**Excerpt to read:**
Vint Cerf, co-designer of the TCP/IP protocols that make the Internet work and vice-president and Chief Internet Evangelist for Google, warned last month (for example, here, here and here) about an information black hole into which digitised material is lost as we lose access to the programs which are needed to view them. Somewhat ironically, Google’s own priorities recently seem to have been to increasingly withdraw from information projects which preserved the past – killing off archives, slowing down digitisation activities, removing the Timeline and increasingly prioritising newness over older more established sources in search results (Baio 2015).
Responses to the reporting of Cerf’s warnings were mixed. Some seemed relatively complacent: after all, we’re already preserving data and information in libraries and archives, aren’t we, while using open file formats will mean that bit rot is not a problem? In the process, many seemed to overlook part of Cerf’s argument – that there was a need to preserve old software and hardware so that we retain the ability to read files in their original formats: what he characterised as ‘digital vellum’.

**Data block:**
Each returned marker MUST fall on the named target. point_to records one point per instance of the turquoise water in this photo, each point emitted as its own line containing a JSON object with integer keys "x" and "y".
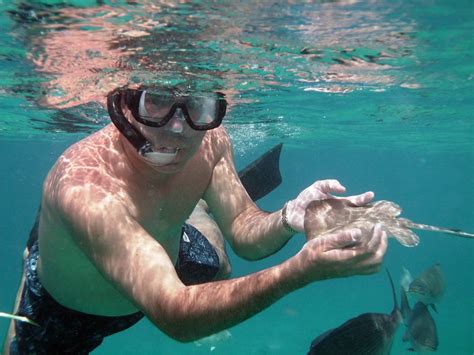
{"x": 376, "y": 94}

**Stated goal:** Pick up the passage about Vint Cerf's warning on losing digital information and continue it from its final sentence. The material above isn't needed.

**Response to the task:**
Archaeologists have long recognised the importance of archiving old hardware and software. The Archaeology Data Service ran a ‘computer museum’ from the late 1990s and famously used a mix of old hardware and software (I recall emails circulating around 1998 seeking an early version of TurboCAD, for instance) to recover some of the files deposited in the Newham archive, files which are still downloaded today. Some years ago the ADS donated its collection of hardware, software and documentation to the Jim Austin Computer Collection, although none of it seemingly appears in the collection’s catalogue at present.
The standard archival recommendation is to retain data files in their original format, and, at the same time, migrate them into widely supported and openly documented formats – especially if the files are in proprietary formats. Retaining the original format recognises that export or migration routines may not fully capture all the nuances of the original data – sometimes deliberately so. For instance, Alex Ball observed that providing commercial CAD systems with high-quality export routines would make it too easy for customers to migrate to competing products and that the CAD files themselves are more like software recipes than exhaustive descriptions of the model, consequently
“… even later versions of the same piece of software, ostensibly using the same file format, might bring up somewhat different models on reading the same CAD file.” (Ball 2013, 10).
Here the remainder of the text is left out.